─── SELECTED EXTRACT ───

What can we learn about the duke's years in England from reading his poetry? We may not be able to identify poems written to one of Charles' wives18 or establish that he did or did not engage in love affairs with any English ladies,19 but we can discover that Charles was a clever and insightful man and that he had a playful mind and a good sense of humor.20 Much has been made of Charles d'Orléans' life as a prisoner, but in fact he uses the concept of prison in his poetry much less explicitly than do other poets whose work is included in this volume. It has been left to scholars to infer his ideas about and attitude toward his imprisonment from his repeated mention of such things as melancholy, fortune, care, absence, and love longing. The best among them have resisted the attempt to read a detailed biography out of his poetry.
Sources and Influences
It is easy to identify Charles as a Chaucerian and leave it at that, but in fact French influences were much more deeply ingrained in his poetic psyche than were the works of Chaucer. It thus makes more sense to see him as parallel to Chaucer than to call him a "Chaucerian," i.e., a poet whose work is derivative. Charles is not a "Chaucerian" poet; that is to say, Chaucer did not provide the historical, literary context and primary source material for his poetry. This is not to say that he did not read Chaucer's poetry with great interest and make some obvious borrowings in some of his narrative links (less often in his lyrics). He evidently read with care Chaucer's Book of the Duchess, House of Fame, and Troilus and Criseyde. One thing that makes it difficult to put your finger on Chaucer's influence is that Chaucer himself borrowed extensively from the French poets whose work Charles knew well. Both English and French poets of the courtly style of literature look back ultimately to the Roman de la Rose, written in two parts, the first by Guillaume de Lorris, the second (many years later) by Jean de Meun. It was these two thirteenth-century poets who made so wildly popular the dream vision on the theme of love, the allegorical treatment of elements of the experience of love (such as Disdain, Idleness, Wealth, Fear, Beauty, the tumultuous lover's heart, etc.), the association of love with gardens, the opposition of erotic/courtly/unmarried love and Reason, a world governed by Cupid, the God of Love and the son of Venus, and so on. Chaucer is thought to have translated the work early in his career (referred to here as the Romaunt), but the work was so popular and so available in a variety of languages that it is impossible to say when a later writer is borrowing directly from Chaucer, from some other poet who borrowed from the Rose, or directly from the Rose itself.21
Charles also probably read John Gower's long poem Confessio Amantis ("Confession of a Lover") and his Cinkante Ballades ("Fifty Ballades" - actually containing fifty-one). He seems to have been thinking of the Confessio as he wrote about the lover's withdrawal from love because of age, and his petition before the God of Love for the return of his heart.22 From the Cinkante Ballades he may have conceived the idea (not very clearly expressed by Gower) of the very odd concept of Fortune's stableness (see note to lines 4680-4735).

─── SUPPLIED DATA ───

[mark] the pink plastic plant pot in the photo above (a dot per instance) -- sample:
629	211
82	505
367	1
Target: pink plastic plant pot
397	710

───

## REQUESTS
A: Write out the passage on Charles d'Orléans starting at "What can we" and ending at "of his poetry.".
B: Go through all the records and switch "plant pot" to "flowerpot" wherever it appears, changing nothing else.

## ANSWERS TO THE TASKS
A:
What can we learn about the duke's years in England from reading his poetry? We may not be able to identify poems written to one of Charles' wives18 or establish that he did or did not engage in love affairs with any English ladies,19 but we can discover that Charles was a clever and insightful man and that he had a playful mind and a good sense of humor.20 Much has been made of Charles d'Orléans' life as a prisoner, but in fact he uses the concept of prison in his poetry much less explicitly than do other poets whose work is included in this volume. It has been left to scholars to infer his ideas about and attitude toward his imprisonment from his repeated mention of such things as melancholy, fortune, care, absence, and love longing. The best among them have resisted the attempt to read a detailed biography out of his poetry.

B:
[mark] the pink plastic flowerpot in the photo above (a dot per instance) -- sample:
629	211
82	505
367	1
Target: pink plastic flowerpot
397	710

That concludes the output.